- [EXERCISE BRIEF]:
Recast the lines below as a numbered list, covering only the stretch from the line containing "Kindly provide the mask of every instance of the pair" through the line containing "90 158 L 92", and leave out any blank lines.

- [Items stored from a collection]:

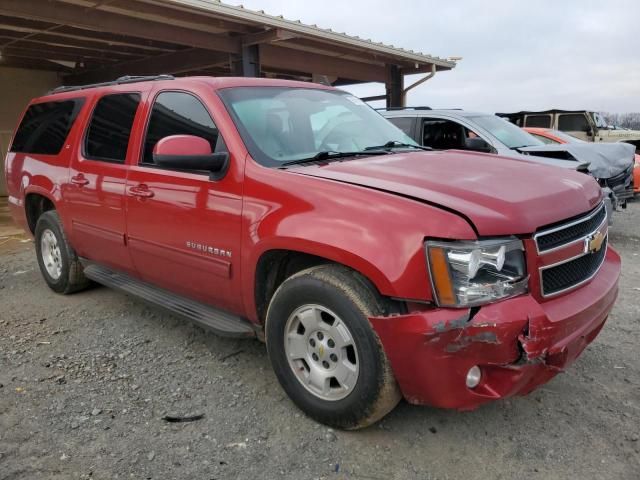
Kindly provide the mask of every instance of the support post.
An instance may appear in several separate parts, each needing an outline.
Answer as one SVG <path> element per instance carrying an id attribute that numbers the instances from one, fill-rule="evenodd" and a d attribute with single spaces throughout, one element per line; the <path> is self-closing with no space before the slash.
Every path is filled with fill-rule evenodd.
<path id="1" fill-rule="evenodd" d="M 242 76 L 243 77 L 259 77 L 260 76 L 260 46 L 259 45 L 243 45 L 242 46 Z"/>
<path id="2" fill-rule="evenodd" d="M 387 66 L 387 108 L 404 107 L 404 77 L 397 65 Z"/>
==
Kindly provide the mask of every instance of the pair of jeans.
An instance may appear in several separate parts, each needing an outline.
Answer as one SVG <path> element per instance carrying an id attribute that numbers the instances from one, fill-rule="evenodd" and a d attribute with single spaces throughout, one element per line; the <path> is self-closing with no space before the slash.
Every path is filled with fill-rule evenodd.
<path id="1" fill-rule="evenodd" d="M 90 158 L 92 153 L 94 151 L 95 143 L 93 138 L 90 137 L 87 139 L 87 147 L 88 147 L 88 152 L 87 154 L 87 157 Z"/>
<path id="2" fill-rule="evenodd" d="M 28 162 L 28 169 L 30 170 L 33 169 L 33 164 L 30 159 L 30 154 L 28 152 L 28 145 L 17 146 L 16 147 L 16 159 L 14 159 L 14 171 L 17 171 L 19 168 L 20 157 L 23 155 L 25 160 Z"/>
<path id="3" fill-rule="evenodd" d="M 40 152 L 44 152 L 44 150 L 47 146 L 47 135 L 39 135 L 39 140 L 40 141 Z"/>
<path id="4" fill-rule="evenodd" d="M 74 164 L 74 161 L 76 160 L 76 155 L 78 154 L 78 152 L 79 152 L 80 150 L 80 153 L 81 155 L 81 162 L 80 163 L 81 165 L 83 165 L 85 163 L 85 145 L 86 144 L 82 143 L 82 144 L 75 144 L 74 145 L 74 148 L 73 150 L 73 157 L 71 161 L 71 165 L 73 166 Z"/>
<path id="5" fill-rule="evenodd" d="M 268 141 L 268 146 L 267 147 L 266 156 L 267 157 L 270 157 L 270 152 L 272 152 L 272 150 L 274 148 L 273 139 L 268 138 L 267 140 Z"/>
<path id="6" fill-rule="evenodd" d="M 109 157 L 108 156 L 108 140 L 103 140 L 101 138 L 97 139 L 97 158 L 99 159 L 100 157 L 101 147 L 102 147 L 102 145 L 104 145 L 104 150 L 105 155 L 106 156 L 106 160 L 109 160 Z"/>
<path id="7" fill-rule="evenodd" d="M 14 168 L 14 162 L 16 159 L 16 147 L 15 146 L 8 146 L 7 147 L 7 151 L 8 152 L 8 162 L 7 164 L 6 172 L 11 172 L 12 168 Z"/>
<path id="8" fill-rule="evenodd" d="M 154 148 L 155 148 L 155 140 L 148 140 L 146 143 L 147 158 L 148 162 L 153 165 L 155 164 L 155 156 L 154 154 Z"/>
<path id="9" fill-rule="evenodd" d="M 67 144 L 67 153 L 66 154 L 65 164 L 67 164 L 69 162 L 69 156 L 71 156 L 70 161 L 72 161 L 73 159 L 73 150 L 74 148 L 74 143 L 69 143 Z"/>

- [FINAL ANSWER]:
1. Kindly provide the mask of every instance of the pair of jeans.
2. An instance may appear in several separate parts, each needing an outline.
3. Answer as one SVG <path> element per instance carrying an id attribute that numbers the instances from one, fill-rule="evenodd" and a d attribute with single spaces throughout, one element per line; the <path> is self-closing with no space before the slash.
4. Every path is filled with fill-rule evenodd.
5. <path id="1" fill-rule="evenodd" d="M 90 158 L 92 153 L 94 151 L 95 143 L 93 138 L 90 137 L 87 139 L 87 147 L 88 147 L 88 152 L 87 154 L 87 157 Z"/>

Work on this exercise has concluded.